### About this task
Retype only what runs from the line that contains "of the door" through the last line of the listing below, both lines included.

### Record extracts
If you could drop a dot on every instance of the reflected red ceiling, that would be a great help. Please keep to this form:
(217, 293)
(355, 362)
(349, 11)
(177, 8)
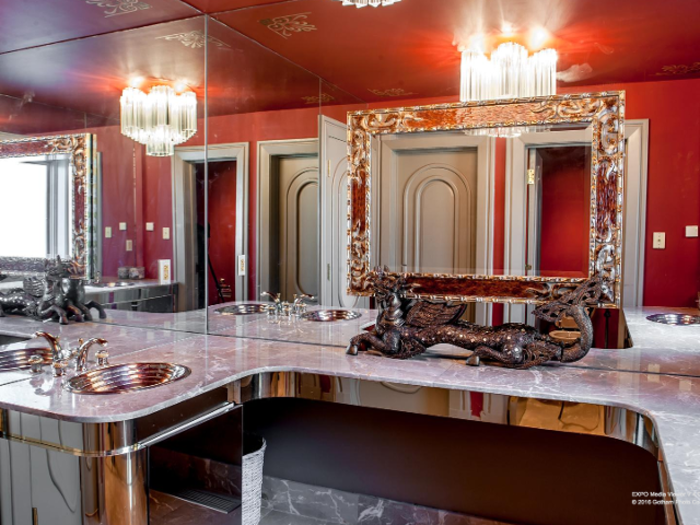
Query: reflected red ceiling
(267, 54)
(32, 23)
(215, 6)
(409, 47)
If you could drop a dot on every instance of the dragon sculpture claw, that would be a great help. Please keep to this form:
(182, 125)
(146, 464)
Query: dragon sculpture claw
(407, 327)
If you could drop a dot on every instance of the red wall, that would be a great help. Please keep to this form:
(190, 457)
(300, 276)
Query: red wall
(672, 276)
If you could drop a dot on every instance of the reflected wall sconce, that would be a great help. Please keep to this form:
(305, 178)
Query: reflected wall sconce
(365, 3)
(159, 119)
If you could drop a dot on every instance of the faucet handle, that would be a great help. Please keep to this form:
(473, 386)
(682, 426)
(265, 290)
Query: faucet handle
(102, 358)
(274, 296)
(59, 368)
(36, 363)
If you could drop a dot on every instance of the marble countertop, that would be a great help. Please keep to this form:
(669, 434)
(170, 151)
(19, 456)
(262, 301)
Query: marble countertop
(659, 377)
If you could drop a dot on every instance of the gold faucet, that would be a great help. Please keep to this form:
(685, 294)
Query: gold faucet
(299, 307)
(58, 355)
(82, 353)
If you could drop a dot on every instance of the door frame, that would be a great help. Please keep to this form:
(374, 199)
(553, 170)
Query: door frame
(267, 149)
(184, 196)
(634, 219)
(485, 195)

### Answer box
If you could drop a dot on every instance of the door frame, that would be a great help. Please keep to this form:
(374, 199)
(553, 170)
Query: door frame
(267, 149)
(184, 196)
(634, 219)
(485, 195)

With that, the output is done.